« Ceci n’est pas un viol. Il s’agit seulement d’une salope qu’il aura suffi de convaincre. »
Virginie Despentes
Cette phrase, c’est exactement ce que je me disais le lendemain. C’est ce que j’ai écrit dans mon journal.
Et c’est exactement ce que j’ai compris lorsque la procureure m’a expliqué qu’elle ne poursuivrait pas. Ce journal me nuisait. Ce que j’y ai écrit, c’était le bilan de mes agissements. Je serais détruite, assurément. La défense n’aurait même pas à démontrer quoi que ce soit. Je le dis moi-même sur ces pages sombres… il y a eu d’autres gars, plusieurs. Alors, il s’en sortirait.
Je me suis senti tomber dans le gouffre.
Moi qui croyais qu’elle m’en sortirait, elle m’y a replongé. Elle a confirmé ce qu’il m’avait dit. Elle a brisé ce que j’essayais de réparer.
Il m’a violée. Mais ce n’est pas si grave finalement. Parce que le lendemain, je l’ai cru, j’ai tout mis sur ma faute, je me suis détestée d’avoir été utilisée de la sorte. Voilà ma punition. Je ne pouvais me plaindre. Je l’avais cherché.
On ne viole pas une salope. On l’utilise, on se la fait. On l’emprunte pendant quelques temps. On la manipule un peu pour qu’elle se laisse faire. On n’a aucun remord. On peut même s’en vanter, mais pas tant. Parce que c’est une salope. Tout le monde peut se la faire. Il n’y a pas de quoi s’en vanter…
On n’aide pas une salope. Si elle pleure, c’est de sa faute. C’est qu’elle l’a cherché. Ce n’est pas la première fois qu’elle ouvre les jambes. Qu’elle ne vienne pas se plaindre si ça a mal tourné. Elle devait s’y attendre que ça puisse lui arriver. On ne va quand même pas la défendre. On ne va pas accuser le gars en question. Il n’a rien fait de grave. Il a juste profité d’une salope…
Et si on est une salope, il faut assumer. Si on ne veut plus en être une, il faut partir ailleurs et recommencer. On n’a pas à tenir les autres responsables, on a couru après son propre malheur. Sentir les regards, les jugements, c’est douloureux. Mais c’est de notre faute. Il ne faut pas se plaindre. On doit fermer les yeux ou les ouvrir. À nous de choisir.

▸ **EXERCICE**
Indiquez pour chaque affirmation si elle concorde avec le texte, en répondant par oui ou par non et en citant les mots du texte qui tranchent. (a) La procureure a décidé de ne pas engager de poursuites. (b) Le journal est présenté comme un atout pour l’accusation. (c) La défense aurait eu beaucoup à prouver. Le matériel qui suit n’a aucun rapport avec le texte.

▸ **EXTRAIT DES DONNÉES**
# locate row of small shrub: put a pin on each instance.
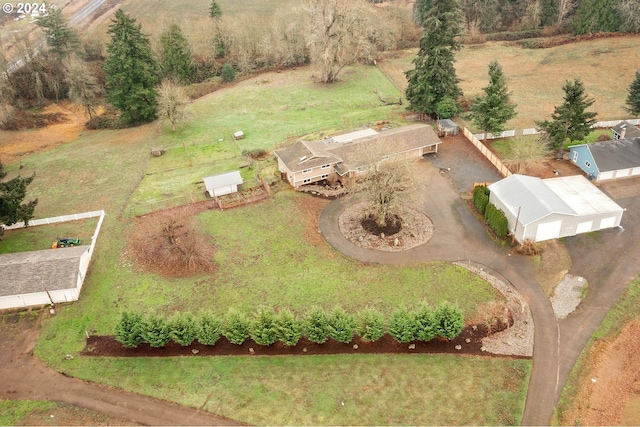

▸ **RÉPONSE**
(a) Oui : « la procureure m’a expliqué qu’elle ne poursuivrait pas »
(b) Non : « Ce journal me nuisait. »
(c) Non : « La défense n’aurait même pas à démontrer quoi que ce soit. »